**WORK ITEM**
Reproduce the Fulbright Scholars announcement from "- Heidi Hobbs, associate" up to and including "and the U.S.", swapping each "Project Title" for "Project Name".

**TEXT SHOWN**
· · · · · · ·

NC State Faculty Leads in Fulbright Scholars
NC State again ranks among the top universities producing Fulbright Scholars — faculty members selected to travel abroad to teach or conduct research for up to a year through the nation’s flagship educational exchange program. The university previously made the list of top-producing institutions two years ago.
The Fulbright Program’s focus on international collaboration makes it a natural match for NC State’s approach to breaking down barriers, be they disciplinary, geographical or cultural.
NC State’s Fulbright Scholars for the 2017-18 academic year are:
- Zubair Azad, postdoctoral researcher, Department of Physics
Project Title: A Novel Device for Sequencing Proteins
Host Institution: Universitat de Barcelona
- Anna Dunaway, director, Confucius Institute
Project Title: U.S.-Taiwan International Education Administrators Seminar
Host Institution: Foundation for Scholarly Exchange (Fulbright Foundation)
- Heidi Hobbs, associate professor, School of Public and International Affairs
Project Title: Developing Future Leaders in the Czech Republic
Host Institution: University of Economics, Prague
- James Kiwanuka-Tondo, associate professor, Department of Communication
Project Title: Documenting of the Media in Uganda: From Colonial Era to Present
Host Institution: Makerere University
- Jennifer Kuzma, Goodnight-North Carolina GlaxoSmithKline Foundation Distinguished Professor, School of Public and International Affairs
Project Title: Comparative Risk Governance Approaches for Genetically Engineered Organisms in North America
Host Institution: University of Ottawa
- Mark Nance, associate professor, School of Public and International Affairs (2 awards)
Project Title: Varieties of Crisis Capitalism? Saving the Auto Industry in Sweden, Germany, and the U.S.
Host Institutions: University of Duisburg-Essen and University of Gothenburg
- Jean Ristaino, William Neal Reynolds Distinguished Professor of Plant Pathology
Project: Diagnosis and surveillance of plant diseases, especially those caused by pathogens in the Phytophthora genus
Host Institution: University of Catania
- Julieta Sherk, associate professor, Department of Horticultural Science
Project Title: Discovering Community Assets and Evidenced-Based Active Learning Strategies
Host Institution: Monterrey Institute of Technology and Higher Education
In addition, NC State had one Fulbright Specialist this year. Toxicology professor Dave Dorman will give two public talks in Australia in May. The first, “Canine Cognition and Olfaction,” will be delivered at the School of Animal and Veterinary Sciences at the University of Adelaide. The second, “Endocrine Disruptor Chemicals (EDCs): Are the Concerns Justified,” will be given at the Robinson Research Institute in the Adelaide Medical School. Dorman will also teach a two-day course on toxicology and chemical risk assessment at both Adelaide University and at the National Industrial Chemicals Notification and Assessment Scheme in Sydney.

· · · · · · ·

**SOURCE DATA**
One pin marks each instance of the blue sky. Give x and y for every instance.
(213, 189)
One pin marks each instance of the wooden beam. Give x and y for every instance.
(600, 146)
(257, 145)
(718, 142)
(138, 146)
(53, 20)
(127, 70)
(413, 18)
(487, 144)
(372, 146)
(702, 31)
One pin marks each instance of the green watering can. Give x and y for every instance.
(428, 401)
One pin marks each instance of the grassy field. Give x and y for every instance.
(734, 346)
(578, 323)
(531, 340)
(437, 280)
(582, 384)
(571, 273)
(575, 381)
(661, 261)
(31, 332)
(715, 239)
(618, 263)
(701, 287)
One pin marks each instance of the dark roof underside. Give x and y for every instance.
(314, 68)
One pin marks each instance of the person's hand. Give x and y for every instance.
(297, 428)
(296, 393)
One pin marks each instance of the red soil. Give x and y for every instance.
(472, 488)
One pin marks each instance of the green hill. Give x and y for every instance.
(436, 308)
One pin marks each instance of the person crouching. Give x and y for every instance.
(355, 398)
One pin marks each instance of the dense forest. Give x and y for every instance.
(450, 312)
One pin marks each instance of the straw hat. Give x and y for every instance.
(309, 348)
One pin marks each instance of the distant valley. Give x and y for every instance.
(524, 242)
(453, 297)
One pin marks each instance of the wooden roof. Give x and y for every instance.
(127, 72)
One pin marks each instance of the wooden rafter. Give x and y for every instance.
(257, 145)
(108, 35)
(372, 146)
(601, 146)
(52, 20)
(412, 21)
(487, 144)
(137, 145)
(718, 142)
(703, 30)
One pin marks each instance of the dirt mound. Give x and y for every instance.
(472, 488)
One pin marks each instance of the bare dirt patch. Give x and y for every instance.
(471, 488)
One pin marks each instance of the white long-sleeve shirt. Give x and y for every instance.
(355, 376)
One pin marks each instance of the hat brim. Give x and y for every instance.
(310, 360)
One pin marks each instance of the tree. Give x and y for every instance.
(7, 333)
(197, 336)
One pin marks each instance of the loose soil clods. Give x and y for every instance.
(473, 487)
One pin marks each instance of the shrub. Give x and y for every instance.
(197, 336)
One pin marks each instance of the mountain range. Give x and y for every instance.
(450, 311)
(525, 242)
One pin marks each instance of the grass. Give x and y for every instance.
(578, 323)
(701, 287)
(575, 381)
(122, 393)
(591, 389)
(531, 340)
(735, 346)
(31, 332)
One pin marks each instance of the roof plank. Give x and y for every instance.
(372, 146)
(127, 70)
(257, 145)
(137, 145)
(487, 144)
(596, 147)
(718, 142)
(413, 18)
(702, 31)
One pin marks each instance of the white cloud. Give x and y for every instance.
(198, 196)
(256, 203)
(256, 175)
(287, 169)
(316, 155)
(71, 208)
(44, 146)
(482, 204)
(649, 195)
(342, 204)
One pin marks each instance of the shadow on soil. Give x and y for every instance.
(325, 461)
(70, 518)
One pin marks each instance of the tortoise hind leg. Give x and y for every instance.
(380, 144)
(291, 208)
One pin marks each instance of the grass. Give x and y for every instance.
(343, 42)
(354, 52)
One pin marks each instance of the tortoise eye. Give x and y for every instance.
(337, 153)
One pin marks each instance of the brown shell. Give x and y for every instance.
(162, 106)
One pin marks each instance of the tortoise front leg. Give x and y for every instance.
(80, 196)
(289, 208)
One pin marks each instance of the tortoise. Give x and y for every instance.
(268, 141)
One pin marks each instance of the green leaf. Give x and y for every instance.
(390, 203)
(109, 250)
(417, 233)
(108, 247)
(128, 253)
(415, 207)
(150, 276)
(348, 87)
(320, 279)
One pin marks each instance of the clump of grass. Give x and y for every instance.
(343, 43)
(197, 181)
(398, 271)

· · · · · · ·

**RESPONSE AREA**
- Heidi Hobbs, associate professor, School of Public and International Affairs
Project Name: Developing Future Leaders in the Czech Republic
Host Institution: University of Economics, Prague
- James Kiwanuka-Tondo, associate professor, Department of Communication
Project Name: Documenting of the Media in Uganda: From Colonial Era to Present
Host Institution: Makerere University
- Jennifer Kuzma, Goodnight-North Carolina GlaxoSmithKline Foundation Distinguished Professor, School of Public and International Affairs
Project Name: Comparative Risk Governance Approaches for Genetically Engineered Organisms in North America
Host Institution: University of Ottawa
- Mark Nance, associate professor, School of Public and International Affairs (2 awards)
Project Name: Varieties of Crisis Capitalism? Saving the Auto Industry in Sweden, Germany, and the U.S.